The stretch from the line with "Thank you for the photo. Could you please identify the stone" through the line with "post and place a point on every instance?" in the records below: write it out exactly, and nothing else.

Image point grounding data
=-=-=-=-=

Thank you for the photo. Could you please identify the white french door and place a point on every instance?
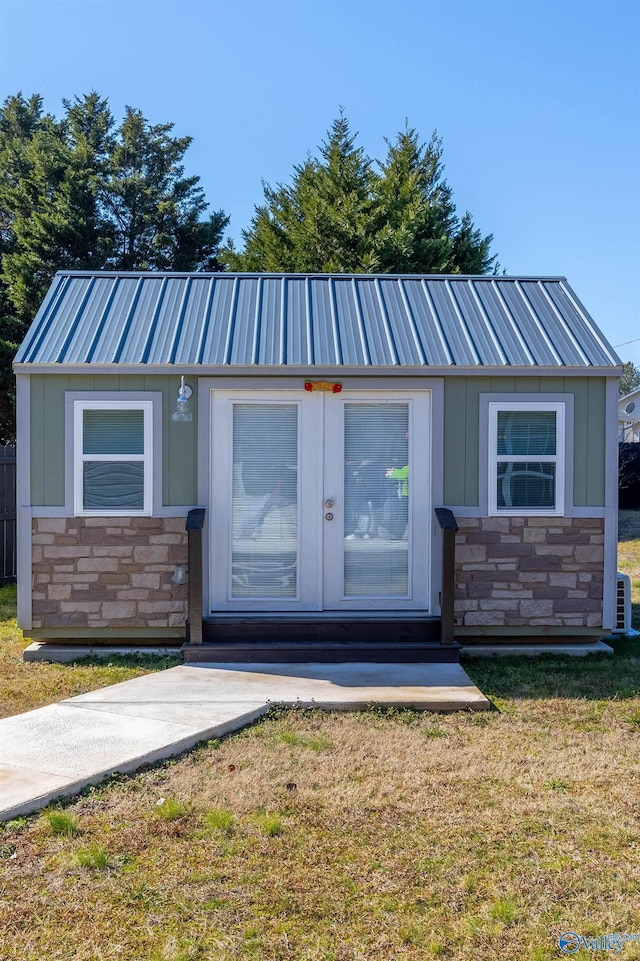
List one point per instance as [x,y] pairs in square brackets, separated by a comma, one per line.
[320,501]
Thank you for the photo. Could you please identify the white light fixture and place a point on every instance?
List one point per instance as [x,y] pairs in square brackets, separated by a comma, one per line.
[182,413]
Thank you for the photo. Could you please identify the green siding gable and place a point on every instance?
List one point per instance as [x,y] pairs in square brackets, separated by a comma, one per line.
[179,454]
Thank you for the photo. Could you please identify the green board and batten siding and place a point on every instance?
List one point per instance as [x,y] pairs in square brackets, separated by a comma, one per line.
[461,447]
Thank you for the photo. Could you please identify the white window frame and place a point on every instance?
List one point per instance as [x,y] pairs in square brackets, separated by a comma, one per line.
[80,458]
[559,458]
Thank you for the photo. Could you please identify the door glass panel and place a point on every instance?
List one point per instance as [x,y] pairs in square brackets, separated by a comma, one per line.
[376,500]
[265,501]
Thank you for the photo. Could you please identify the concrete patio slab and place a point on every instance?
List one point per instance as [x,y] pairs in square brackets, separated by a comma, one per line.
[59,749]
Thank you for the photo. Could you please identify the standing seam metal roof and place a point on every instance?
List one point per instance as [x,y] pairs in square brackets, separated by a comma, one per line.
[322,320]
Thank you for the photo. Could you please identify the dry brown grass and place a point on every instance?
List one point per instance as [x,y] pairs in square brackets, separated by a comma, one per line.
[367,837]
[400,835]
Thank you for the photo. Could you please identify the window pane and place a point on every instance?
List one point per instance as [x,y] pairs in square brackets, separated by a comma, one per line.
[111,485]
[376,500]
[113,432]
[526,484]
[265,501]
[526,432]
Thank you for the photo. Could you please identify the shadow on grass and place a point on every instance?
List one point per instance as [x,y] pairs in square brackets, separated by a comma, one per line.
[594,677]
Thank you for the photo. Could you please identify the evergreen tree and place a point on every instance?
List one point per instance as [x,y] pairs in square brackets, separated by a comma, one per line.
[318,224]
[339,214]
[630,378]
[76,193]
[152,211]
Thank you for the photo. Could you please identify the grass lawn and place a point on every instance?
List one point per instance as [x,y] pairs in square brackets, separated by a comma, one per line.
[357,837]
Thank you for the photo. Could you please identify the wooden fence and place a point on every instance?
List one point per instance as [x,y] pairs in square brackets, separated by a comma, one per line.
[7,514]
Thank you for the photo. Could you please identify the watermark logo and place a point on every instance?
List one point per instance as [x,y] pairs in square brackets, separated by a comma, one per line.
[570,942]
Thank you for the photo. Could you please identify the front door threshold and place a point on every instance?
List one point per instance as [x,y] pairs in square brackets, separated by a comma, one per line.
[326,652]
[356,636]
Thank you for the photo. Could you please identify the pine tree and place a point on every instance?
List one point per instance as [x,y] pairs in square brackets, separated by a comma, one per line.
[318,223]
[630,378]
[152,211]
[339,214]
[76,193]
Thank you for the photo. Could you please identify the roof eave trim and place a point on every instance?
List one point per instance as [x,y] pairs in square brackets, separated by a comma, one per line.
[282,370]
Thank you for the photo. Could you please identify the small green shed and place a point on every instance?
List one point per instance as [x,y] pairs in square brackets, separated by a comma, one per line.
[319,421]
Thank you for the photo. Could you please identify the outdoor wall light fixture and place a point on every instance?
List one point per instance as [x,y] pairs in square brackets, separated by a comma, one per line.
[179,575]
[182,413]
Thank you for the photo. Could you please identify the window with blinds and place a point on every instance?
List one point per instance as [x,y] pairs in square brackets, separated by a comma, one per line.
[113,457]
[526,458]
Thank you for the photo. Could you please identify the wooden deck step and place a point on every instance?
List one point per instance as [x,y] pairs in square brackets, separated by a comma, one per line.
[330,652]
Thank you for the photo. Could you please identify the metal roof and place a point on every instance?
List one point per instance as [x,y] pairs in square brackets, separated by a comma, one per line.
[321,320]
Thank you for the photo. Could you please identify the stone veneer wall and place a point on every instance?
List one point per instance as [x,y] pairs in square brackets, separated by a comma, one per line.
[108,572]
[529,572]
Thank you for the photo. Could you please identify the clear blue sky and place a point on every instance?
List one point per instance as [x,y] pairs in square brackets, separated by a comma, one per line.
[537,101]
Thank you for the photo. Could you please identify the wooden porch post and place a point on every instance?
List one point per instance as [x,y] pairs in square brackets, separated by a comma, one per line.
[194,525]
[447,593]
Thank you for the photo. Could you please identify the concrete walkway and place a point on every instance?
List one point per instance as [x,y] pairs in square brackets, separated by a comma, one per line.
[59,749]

=-=-=-=-=

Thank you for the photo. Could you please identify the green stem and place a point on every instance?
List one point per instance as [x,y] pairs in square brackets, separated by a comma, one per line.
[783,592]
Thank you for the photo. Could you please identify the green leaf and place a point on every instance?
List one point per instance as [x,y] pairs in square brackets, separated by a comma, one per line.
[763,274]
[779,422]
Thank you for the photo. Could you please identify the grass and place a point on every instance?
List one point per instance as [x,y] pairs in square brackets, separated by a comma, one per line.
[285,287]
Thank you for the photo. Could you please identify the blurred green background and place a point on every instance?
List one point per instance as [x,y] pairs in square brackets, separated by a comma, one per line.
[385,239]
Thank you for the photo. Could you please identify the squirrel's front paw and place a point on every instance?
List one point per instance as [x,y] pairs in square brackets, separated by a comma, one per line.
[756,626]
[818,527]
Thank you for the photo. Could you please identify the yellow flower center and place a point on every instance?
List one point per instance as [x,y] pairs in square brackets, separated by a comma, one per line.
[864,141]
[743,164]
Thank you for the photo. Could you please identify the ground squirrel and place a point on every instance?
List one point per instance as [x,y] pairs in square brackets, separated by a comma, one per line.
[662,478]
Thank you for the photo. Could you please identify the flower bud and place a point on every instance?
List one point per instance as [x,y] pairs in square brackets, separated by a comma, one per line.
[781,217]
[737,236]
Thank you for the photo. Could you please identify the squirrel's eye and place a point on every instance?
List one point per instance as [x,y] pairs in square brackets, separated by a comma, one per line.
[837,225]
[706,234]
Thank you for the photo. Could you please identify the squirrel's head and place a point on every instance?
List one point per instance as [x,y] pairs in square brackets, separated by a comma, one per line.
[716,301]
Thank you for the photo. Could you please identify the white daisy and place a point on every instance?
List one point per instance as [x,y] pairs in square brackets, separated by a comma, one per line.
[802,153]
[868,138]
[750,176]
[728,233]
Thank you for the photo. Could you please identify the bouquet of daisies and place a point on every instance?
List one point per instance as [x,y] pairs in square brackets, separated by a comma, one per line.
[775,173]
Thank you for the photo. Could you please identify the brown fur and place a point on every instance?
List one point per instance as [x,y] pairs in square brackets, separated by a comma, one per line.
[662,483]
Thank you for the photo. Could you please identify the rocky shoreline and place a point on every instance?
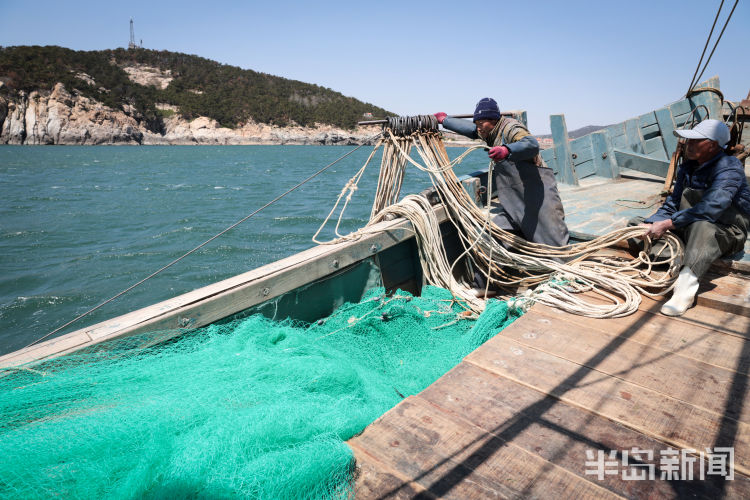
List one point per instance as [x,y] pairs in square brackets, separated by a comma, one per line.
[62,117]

=-=-=-=-=

* _Response for this exercise_:
Thank you for the photo. Could you please identify the stone veneer wall and place a point on every instance?
List one point per instance as [x,y] pairs in square brackets, separated by a comma, one per line.
[108,572]
[529,572]
Thank you for the photo. Could you please identify the clear blue sky and place a point on every instance?
List one point per instance as [x,y] pairs in square brackets, separated by a comma, one per line.
[537,101]
Thank you for the photo. Could you please identify the wooden porch post and place a point on every instance?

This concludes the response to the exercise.